### SELECTED TEXT
※ ※ ※

Question

When 229.0 J of energy is supplied as heat to 3.00 mol of Ar(g) at constant pressure the temperature of the sample increases by 2.55 K. Assuming that in the experiment the gas behaves as an ideal gas, calculate the molar heat capacities at constant volume and at constant pressure of Ar(g).

Answer 1

Answer:

The molar heat capacity at constant volume is 21.62 JK⁻¹mol⁻¹

The molar heat capacity at constant pressure is 29.93 JK⁻¹mol⁻¹

Explanation:

We can calculate the molar heat capacity at constant pressure from

$C_{p,m} = \frac{C_{p} }{n}$

Where $C_{p,m}$ is the molar heat capacity at constant pressure

${C_{p} }$ is the heat capacity at constant pressure

and $n$ is the number of moles

Also ${C_{p} }$ is given by

${C_{p} } = \frac{\Delta H}{\Delta T}$

Hence,

$C_{p,m} = \frac{C_{p} }{n}$ becomes

$C_{p,m} = \frac{\Delta H }{n \Delta T}$

From the question,

$\Delta H$ = 229.0 J

$n$ = 3.00 mol

$\Delta T$ = 2.55 K

Hence,

$C_{p,m} = \frac{\Delta H }{n \Delta T}$ becomes

$C_{p,m} = \frac{229.0}{(3.00) (2.55)}$

$C_{p,m} =$ 29.93 JK⁻¹mol⁻¹

This is the molar heat capacity at constant pressure

For, the molar heat capacity at constant volume,

From the formula

$C_{p,m} = C_{v,m} + R$

Where $C_{v,m}$ is the molar heat capacity at constant volume

and $R$ is the gas constant ($R$ = 8.314 JK⁻¹mol⁻¹)

Then,

$C_{v,m} = C_{p,m} - R$

$C_{v,m} = 29.93 - 8.314$

$C_{v,m} =$ 21.62 JK⁻¹mol⁻¹

This is the molar heat capacity at constant volume

※ ※ ※

### DIRECTION A
In the heat capacity text, rewrite the passage starting with "From the formula" and going on through "($R$ = 8.314 JK⁻¹mol⁻¹)", putting "molar gas constant" in place of "gas constant".
### DIRECTION B
Which quantities, with their values, does the heat capacity text take "From the question,"? Give all of them.
Work from the heat capacity text alone.

### SUPPLIED MATERIAL
※ ※ ※

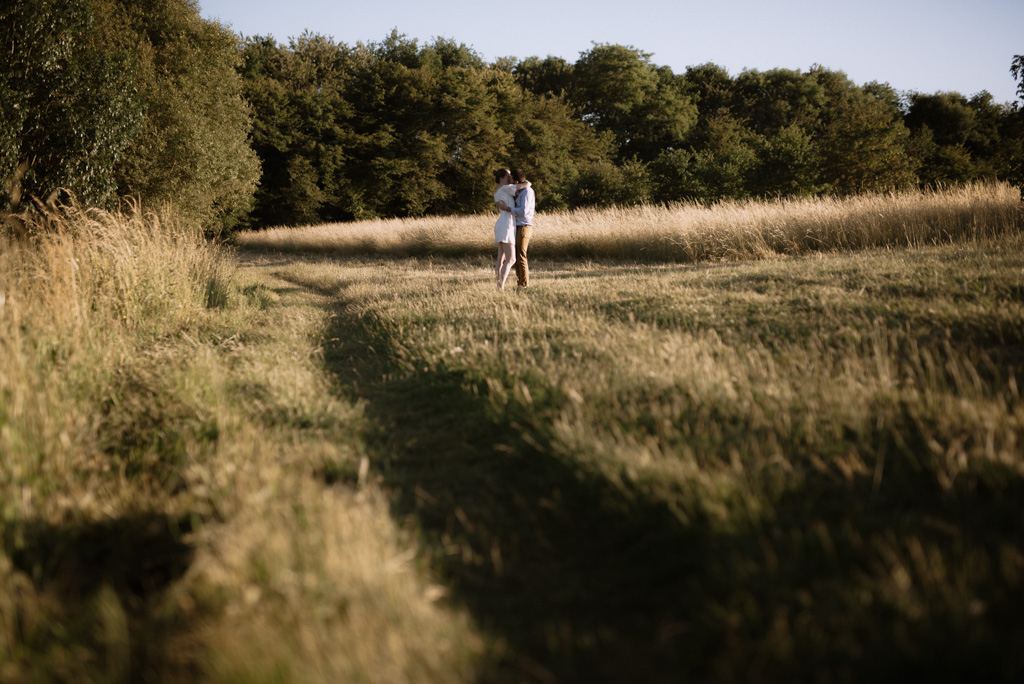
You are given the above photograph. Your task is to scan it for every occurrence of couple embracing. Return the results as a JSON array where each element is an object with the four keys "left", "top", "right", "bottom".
[{"left": 495, "top": 169, "right": 537, "bottom": 290}]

※ ※ ※

### FULL RESPONSE A
From the formula

$C_{p,m} = C_{v,m} + R$

Where $C_{v,m}$ is the molar heat capacity at constant volume

and $R$ is the molar gas constant ($R$ = 8.314 JK⁻¹mol⁻¹)

### FULL RESPONSE B
- ΔH = 229.0 J
- n = 3.00 mol
- ΔT = 2.55 K